EXERCISE: Output the data exactly, with every line intact.

Records excerpted from a collection

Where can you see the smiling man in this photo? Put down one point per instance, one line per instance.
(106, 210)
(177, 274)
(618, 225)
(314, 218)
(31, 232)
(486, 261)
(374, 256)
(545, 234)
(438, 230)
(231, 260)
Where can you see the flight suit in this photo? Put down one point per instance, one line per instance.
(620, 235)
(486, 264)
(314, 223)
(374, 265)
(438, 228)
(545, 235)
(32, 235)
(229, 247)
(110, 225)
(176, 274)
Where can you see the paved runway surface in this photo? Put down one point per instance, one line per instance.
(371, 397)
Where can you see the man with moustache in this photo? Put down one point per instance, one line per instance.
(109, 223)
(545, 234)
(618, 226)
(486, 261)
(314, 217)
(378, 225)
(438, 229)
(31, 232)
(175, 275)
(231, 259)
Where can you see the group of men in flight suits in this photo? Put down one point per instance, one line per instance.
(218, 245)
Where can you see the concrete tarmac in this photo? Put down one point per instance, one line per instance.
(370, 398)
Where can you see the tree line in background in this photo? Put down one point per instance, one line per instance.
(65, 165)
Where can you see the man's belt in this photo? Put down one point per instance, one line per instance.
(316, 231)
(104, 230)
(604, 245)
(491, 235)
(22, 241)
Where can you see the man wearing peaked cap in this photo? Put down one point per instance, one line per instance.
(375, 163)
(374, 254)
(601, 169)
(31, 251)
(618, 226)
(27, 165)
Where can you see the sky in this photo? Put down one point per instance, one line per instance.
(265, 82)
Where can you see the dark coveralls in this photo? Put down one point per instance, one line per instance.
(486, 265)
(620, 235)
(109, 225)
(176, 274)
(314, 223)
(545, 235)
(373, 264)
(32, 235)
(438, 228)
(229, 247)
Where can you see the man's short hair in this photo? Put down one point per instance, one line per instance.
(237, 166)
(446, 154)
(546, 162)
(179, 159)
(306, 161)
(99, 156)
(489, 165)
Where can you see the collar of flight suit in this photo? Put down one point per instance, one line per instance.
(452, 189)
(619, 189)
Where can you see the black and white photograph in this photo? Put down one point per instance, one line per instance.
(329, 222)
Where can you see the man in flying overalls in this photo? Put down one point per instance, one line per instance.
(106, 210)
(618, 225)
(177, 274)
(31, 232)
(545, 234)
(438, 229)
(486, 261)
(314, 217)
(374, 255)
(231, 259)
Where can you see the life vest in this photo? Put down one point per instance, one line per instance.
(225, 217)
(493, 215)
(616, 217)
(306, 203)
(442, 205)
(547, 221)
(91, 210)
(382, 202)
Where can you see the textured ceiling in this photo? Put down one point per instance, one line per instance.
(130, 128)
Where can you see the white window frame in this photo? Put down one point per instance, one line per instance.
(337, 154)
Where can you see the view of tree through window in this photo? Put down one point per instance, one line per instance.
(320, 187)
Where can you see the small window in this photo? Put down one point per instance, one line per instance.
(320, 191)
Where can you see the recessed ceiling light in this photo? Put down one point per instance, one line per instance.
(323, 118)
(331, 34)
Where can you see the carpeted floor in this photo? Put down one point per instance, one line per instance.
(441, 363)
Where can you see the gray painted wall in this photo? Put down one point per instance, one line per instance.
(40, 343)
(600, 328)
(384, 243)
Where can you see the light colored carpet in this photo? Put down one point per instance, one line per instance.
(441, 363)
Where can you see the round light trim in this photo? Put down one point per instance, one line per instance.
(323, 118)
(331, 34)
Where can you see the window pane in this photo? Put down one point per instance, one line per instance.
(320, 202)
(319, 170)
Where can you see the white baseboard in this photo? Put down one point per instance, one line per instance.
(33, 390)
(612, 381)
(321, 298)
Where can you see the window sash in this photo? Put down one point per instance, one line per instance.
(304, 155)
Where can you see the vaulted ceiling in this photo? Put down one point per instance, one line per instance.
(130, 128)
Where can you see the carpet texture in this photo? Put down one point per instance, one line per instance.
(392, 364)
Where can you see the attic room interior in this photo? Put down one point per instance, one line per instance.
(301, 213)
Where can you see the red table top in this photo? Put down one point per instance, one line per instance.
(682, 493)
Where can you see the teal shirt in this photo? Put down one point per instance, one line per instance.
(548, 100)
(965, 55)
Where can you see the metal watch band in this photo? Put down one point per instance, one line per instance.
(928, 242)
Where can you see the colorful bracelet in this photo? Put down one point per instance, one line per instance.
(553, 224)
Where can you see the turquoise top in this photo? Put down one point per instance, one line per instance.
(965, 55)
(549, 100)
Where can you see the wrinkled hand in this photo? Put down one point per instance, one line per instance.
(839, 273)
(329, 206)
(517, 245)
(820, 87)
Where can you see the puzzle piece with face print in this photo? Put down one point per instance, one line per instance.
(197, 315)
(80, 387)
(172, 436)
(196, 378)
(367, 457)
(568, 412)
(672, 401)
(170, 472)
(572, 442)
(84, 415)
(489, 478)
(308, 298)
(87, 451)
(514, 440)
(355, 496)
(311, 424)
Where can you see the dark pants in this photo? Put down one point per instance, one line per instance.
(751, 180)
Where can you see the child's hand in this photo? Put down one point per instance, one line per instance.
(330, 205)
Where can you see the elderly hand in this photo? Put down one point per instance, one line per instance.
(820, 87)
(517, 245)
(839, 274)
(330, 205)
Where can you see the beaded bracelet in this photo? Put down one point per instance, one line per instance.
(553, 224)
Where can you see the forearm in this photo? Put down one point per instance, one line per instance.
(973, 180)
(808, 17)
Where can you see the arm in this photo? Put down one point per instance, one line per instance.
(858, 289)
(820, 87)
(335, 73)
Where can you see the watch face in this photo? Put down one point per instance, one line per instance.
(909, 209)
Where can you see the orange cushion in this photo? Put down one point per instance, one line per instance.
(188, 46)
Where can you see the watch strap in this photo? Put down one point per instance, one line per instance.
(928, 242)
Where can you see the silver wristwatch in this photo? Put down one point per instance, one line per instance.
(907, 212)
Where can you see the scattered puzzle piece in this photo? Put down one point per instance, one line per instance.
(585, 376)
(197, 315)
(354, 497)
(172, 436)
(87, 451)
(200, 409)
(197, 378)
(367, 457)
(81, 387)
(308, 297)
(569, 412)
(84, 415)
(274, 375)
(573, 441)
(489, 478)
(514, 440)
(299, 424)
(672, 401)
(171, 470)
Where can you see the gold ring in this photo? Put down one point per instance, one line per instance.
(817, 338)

ANSWER TO THIS TASK:
Where can you see the smiling man in this photo? Put down one point per instance, one line per instance.
(106, 210)
(177, 274)
(618, 225)
(314, 218)
(31, 232)
(486, 261)
(374, 256)
(545, 234)
(438, 230)
(231, 260)
Where can you see the flight suit in this photo? Put down one point per instance, one line per instance.
(620, 235)
(486, 264)
(314, 223)
(374, 265)
(438, 228)
(545, 235)
(32, 235)
(229, 247)
(110, 225)
(176, 274)
Where can you see the paved runway surface in this photo? Put down one point per instance, one line per instance.
(371, 397)
Where can you see the man with moustache in this photo? Put down one point per instance, one line per instance.
(109, 223)
(545, 234)
(618, 226)
(486, 261)
(314, 217)
(378, 225)
(438, 229)
(31, 232)
(175, 275)
(231, 259)
Where can you see the group of men in flight suits in this photo? Put down one point per instance, one line per instance.
(218, 245)
Where can you see the concrete tarmac in this photo? Put down one point per instance, one line per instance.
(370, 398)
Where can you see the tree line in background in this photo? Put down one point per instance, one line per instance.
(65, 165)
Where can you see the man's belt in this photo? Put down one point per instance, one line per instance.
(316, 231)
(104, 230)
(604, 245)
(491, 235)
(22, 241)
Where can you see the man wearing peaked cap in this photo? Put down one point per instance, one line per instance.
(375, 163)
(374, 254)
(601, 169)
(31, 251)
(618, 226)
(27, 165)
Where can you see the sky in this photo? Put down one point per instance, one line per instance.
(265, 82)
Where can you see the dark coveralls in this photo? Put down one point per instance, one line per instance.
(486, 265)
(620, 235)
(109, 225)
(176, 274)
(314, 223)
(545, 235)
(373, 264)
(32, 235)
(438, 228)
(229, 247)
Where can you see the man's short hair in this photo? Put down one point per instance, one line per instance.
(237, 166)
(446, 154)
(546, 162)
(179, 159)
(306, 161)
(99, 156)
(489, 165)
Where can you see the collar of flight suit in this photo? Put down one point per instance, one line per instance.
(452, 189)
(619, 189)
Where can you see the black and white photograph in this photo? Put down one point per instance, one line per instance.
(329, 222)
Where can you see the man in flying overalls in this photo? Put down one point per instance, one line per instance.
(106, 210)
(618, 225)
(177, 274)
(31, 232)
(545, 234)
(438, 229)
(486, 261)
(314, 217)
(374, 255)
(231, 259)
Where can you see the life vest in this photo? Put down one point per instance, one line per instance.
(225, 217)
(493, 215)
(616, 217)
(306, 203)
(442, 205)
(547, 221)
(91, 210)
(382, 202)
Where can you see the textured ceiling in this photo? Put down one point per instance, one line per instance.
(130, 128)
Where can you see the white window frame in this photo? Put down one point per instance, one line per instance.
(337, 154)
Where can you see the view of tree through window in this photo? Put down one point per instance, one line per instance.
(320, 187)
Where can you see the small window in this photo? Put down one point per instance, one line per instance.
(320, 191)
Where can you see the recessed ceiling light in this photo? Put down one point per instance, one line per instance.
(323, 118)
(331, 34)
Where can you see the carpeted floor in this photo? Put down one point per instance, one line per instance.
(441, 363)
Where can you see the gray painted wall in this photo? Put down one point per instance, one line per instance.
(40, 343)
(600, 328)
(384, 243)
Where can you see the light colored carpet in this photo? Put down one point per instance, one line per instance.
(441, 363)
Where can you see the round light trim in this photo? Put down one point per instance, one line per instance.
(323, 118)
(331, 34)
Where can you see the window pane in this photo? Put down one point per instance, one line per instance.
(320, 202)
(319, 170)
Where can you see the white baseboard in this photo? Put down one point per instance, one line per instance.
(33, 390)
(612, 381)
(321, 298)
Where can you see the window sash in this photo? Put down one point per instance, one line per instance.
(304, 155)
Where can you see the vaulted ceiling in this photo? Put down one point per instance, one line per instance.
(130, 128)
Where can you see the carpet texture in this photo? Put down one point per instance, one line per instance.
(392, 364)
Where can you see the attic room interior in this photo? Put down one point per instance, one line per instance.
(301, 213)
Where can you see the red table top in this photo? Put down one point per instance, one line per instance.
(682, 493)
Where can you see the teal shirt in this photo? Put down one point per instance, one line per instance.
(548, 100)
(965, 55)
Where can you see the metal watch band in this photo? Put down one point per instance, one line per instance.
(928, 242)
Where can you see the colorful bracelet in this photo? Put down one point per instance, one line per instance.
(553, 224)
Where can you see the turquoise top in this photo? Put down one point per instance, one line per instance.
(965, 55)
(549, 100)
Where can you see the wrinkled hand in this photo? Put down one point per instance, one line per instance.
(839, 273)
(329, 206)
(517, 245)
(820, 87)
Where can you see the puzzle piece with face print in this photo? Put down one point per instance, one line per instance.
(197, 315)
(80, 387)
(172, 436)
(196, 378)
(367, 457)
(568, 412)
(672, 401)
(170, 472)
(572, 442)
(84, 415)
(489, 478)
(308, 298)
(87, 451)
(514, 440)
(355, 496)
(311, 424)
Where can you see the dark pants in this photo? Put down one point per instance, one line per instance.
(751, 180)
Where can you see the child's hand in this photo? Put down one point per instance, one line per instance.
(330, 205)
Where can you see the elderly hand in this photo? Put down one point per instance, one line per instance.
(820, 87)
(517, 245)
(839, 274)
(330, 205)
Where can you see the beaded bracelet in this photo? Put down one point per instance, one line per instance.
(553, 224)
Where can you see the forearm in this photo? Put down one point per instance, one line per instance.
(973, 180)
(808, 17)
Where can you see the arm in this photo? Put down one point per instance, one line per instance.
(858, 289)
(820, 87)
(335, 73)
Where can you see the watch face in this photo? Put down one point per instance, one line per instance.
(909, 209)
Where can you see the orange cushion in this photo? Put down one point per instance, one line per instance.
(188, 46)
Where can you see the watch strap in this photo? Put down one point per instance, one line per instance.
(928, 242)
Where can you see the silver wristwatch in this photo? Put down one point per instance, one line per instance.
(907, 212)
Where can you see the scattered puzzle piece in this photo? Put down one point per instance, one line per instance.
(585, 376)
(197, 315)
(354, 497)
(172, 436)
(87, 451)
(200, 409)
(197, 378)
(367, 457)
(81, 387)
(308, 297)
(569, 412)
(84, 415)
(274, 375)
(573, 441)
(489, 478)
(514, 440)
(299, 424)
(672, 401)
(171, 470)
Where can you see the gold ring in this photo? Put down one point per instance, one line per instance.
(817, 338)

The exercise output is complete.